» AIM
Please convert the lines below into a JSON list of strings, with one string for each line and any blank lines left out.

------------------------------------

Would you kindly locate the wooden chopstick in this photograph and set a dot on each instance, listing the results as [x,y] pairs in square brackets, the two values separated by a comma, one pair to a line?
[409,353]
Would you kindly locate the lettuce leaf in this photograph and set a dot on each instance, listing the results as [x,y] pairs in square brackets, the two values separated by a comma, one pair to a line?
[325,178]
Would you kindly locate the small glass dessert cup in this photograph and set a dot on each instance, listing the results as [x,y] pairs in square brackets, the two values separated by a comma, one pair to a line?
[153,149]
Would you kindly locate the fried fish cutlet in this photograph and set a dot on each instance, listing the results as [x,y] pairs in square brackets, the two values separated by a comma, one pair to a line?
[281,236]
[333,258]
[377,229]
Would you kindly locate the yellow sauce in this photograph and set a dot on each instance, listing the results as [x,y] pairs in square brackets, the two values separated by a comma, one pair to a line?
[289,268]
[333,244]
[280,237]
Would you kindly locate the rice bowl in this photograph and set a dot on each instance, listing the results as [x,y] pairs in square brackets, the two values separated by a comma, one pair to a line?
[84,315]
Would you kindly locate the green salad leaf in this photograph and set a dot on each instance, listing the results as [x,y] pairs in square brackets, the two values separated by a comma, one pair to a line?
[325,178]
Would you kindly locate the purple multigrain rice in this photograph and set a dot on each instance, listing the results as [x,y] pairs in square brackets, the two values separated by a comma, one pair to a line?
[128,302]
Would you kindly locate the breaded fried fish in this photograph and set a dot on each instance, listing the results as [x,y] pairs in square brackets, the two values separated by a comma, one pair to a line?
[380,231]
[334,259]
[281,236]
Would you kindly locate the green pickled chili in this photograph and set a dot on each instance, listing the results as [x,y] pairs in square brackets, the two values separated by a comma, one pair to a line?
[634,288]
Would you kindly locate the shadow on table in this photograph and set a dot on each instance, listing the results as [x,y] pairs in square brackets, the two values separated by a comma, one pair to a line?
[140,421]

------------------------------------

» CORRECT ANSWER
[
  "Would you kindly locate the wooden chopstick in this photograph and set a dot on each instance, listing the results as [x,y] pairs in square brackets, the two values separated by a comma, one pair to a line?",
  "[409,353]",
  "Would you kindly locate the lettuce leaf in this photograph and set a dot on each instance, listing the results as [x,y] pairs in square brackets, the two values separated by a comma, one pair to a line?",
  "[325,178]",
  "Would you kindly locate the small glass dessert cup in this photograph and set a dot on each instance, listing the results as [x,y] pairs in square brackets, the two values separated by a comma, one pair to a line?",
  "[153,149]",
  "Would you kindly locate the fried fish cutlet in this photograph and set a dot on each instance, listing the results as [x,y] pairs in square brackets, the two values separated by a comma, one pair to a line?",
  "[281,236]",
  "[333,258]",
  "[377,229]",
  "Would you kindly locate the yellow sauce in this photograph and set a dot on each instance, listing the results as [x,y] pairs in square brackets, the two values separated by a comma, one pair to a line?",
  "[289,268]",
  "[333,244]",
  "[280,237]",
  "Would you kindly locate the rice bowl in this photograph and set a dot on each instance, listing the results as [x,y] pairs in square brackets, the two values separated by a comma, one pair to a line?",
  "[84,315]",
  "Would you kindly locate the green salad leaf in this photograph and set a dot on each instance, listing the results as [x,y] pairs in square brackets, the two values separated by a comma, one pair to a line?",
  "[325,178]",
  "Would you kindly locate the purple multigrain rice in this photograph and set a dot on each instance, listing the results as [x,y] pairs in square brackets, the two values separated by a comma, one pair to a line?",
  "[128,302]",
  "Would you kindly locate the breaded fried fish in this photograph and set a dot on each instance, listing the results as [x,y] pairs in square brackets, the two values separated by a comma, one pair to a line?",
  "[380,231]",
  "[334,259]",
  "[281,236]",
  "Would you kindly locate the green pickled chili in this photograph and set a dot on each instance, listing the results as [x,y] pairs in square brackets, the two values separated by a comma, one pair to a line?",
  "[634,288]",
  "Would you kindly locate the shadow on table in this photograph and set a dot on each instance, listing the results as [x,y] pairs in square brackets, the two values separated by a comma, one pair to a line?",
  "[140,421]"
]